(Saved entries)
----------------------------------------
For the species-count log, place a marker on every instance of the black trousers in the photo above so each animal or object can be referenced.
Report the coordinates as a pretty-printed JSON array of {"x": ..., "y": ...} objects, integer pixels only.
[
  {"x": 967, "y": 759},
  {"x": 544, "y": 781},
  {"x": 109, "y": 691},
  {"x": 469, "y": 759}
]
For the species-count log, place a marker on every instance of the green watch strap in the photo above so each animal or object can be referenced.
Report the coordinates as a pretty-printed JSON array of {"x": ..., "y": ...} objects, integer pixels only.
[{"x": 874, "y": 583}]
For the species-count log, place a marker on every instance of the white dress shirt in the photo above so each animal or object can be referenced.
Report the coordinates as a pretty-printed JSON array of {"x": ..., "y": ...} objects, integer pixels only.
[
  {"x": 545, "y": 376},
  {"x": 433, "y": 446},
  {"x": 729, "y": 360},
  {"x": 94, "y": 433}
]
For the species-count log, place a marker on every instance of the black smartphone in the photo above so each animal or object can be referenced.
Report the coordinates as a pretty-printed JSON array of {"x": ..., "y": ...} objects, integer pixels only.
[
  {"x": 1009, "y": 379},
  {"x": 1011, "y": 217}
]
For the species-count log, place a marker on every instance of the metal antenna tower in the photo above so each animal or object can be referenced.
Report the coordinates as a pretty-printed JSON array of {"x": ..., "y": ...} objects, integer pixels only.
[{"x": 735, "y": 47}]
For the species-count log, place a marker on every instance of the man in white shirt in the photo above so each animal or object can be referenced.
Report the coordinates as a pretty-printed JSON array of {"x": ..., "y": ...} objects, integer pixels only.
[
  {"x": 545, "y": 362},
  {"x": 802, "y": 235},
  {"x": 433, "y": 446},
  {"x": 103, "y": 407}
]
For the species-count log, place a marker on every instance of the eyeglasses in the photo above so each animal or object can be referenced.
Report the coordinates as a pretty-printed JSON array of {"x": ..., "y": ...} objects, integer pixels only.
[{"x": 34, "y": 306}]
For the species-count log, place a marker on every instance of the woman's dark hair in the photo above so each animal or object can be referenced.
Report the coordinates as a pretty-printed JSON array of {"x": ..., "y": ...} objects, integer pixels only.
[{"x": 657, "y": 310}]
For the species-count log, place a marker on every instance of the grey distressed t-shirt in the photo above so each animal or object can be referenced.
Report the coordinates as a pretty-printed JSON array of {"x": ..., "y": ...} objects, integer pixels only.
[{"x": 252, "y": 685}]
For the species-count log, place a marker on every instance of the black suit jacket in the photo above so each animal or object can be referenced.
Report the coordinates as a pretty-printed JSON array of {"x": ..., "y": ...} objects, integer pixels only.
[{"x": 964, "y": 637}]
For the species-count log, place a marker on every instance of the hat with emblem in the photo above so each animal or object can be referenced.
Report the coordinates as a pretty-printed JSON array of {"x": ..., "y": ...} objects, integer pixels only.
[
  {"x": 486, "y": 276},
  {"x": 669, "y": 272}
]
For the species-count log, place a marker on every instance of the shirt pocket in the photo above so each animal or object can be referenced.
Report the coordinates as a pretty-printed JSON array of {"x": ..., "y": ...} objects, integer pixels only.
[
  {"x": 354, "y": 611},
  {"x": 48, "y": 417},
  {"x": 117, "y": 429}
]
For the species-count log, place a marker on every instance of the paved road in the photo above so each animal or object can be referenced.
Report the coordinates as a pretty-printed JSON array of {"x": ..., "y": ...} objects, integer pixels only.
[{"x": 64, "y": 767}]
----------------------------------------
• [YOUR OBJECTIVE]
All that is needed is the exact run of lines above from the line containing "of the woman's" through the line containing "of the paved", both of them included.

• [WRITTEN SOLUTION]
For the species-count log, place a marker on every instance of the woman's dark hair in the photo above so each animal or object can be referenced.
Report the coordinates as a pretty-printed JSON array of {"x": ..., "y": ...} objects, integer pixels only.
[{"x": 657, "y": 310}]
For the species-count log, place a marker on every instance of the grey distressed t-shirt in the photo above so each animal or object can be referenced.
Report the coordinates as a pretty-printed JSON array of {"x": ..., "y": ...} objects, integer pixels only.
[{"x": 252, "y": 685}]
For the species-count log, place a marker on every instance of the black suit jacket in the photo above so each animal or object can be referenced.
Report the coordinates as a pretty-printed JSON array of {"x": ..., "y": ...} objects, integer pixels only.
[{"x": 964, "y": 637}]
For the species-count log, place a marker on every instance of the hat with emblem in the photo above so each animal or object can be referenced.
Report the coordinates as a pretty-printed JSON array of {"x": ..., "y": ...} objects, integer pixels only.
[
  {"x": 486, "y": 276},
  {"x": 669, "y": 272}
]
For the species-count log, place a marker on every instance of the shirt pocket in the photo above so each animal or object can be referenced.
Report the coordinates as a pretty-printed JSON array of {"x": ..., "y": ...} objects, integer pixels only.
[
  {"x": 354, "y": 611},
  {"x": 48, "y": 417},
  {"x": 117, "y": 429}
]
For the species-count log, place a marker on every instance of the paved road in the photo above so each animal or object can be referenced.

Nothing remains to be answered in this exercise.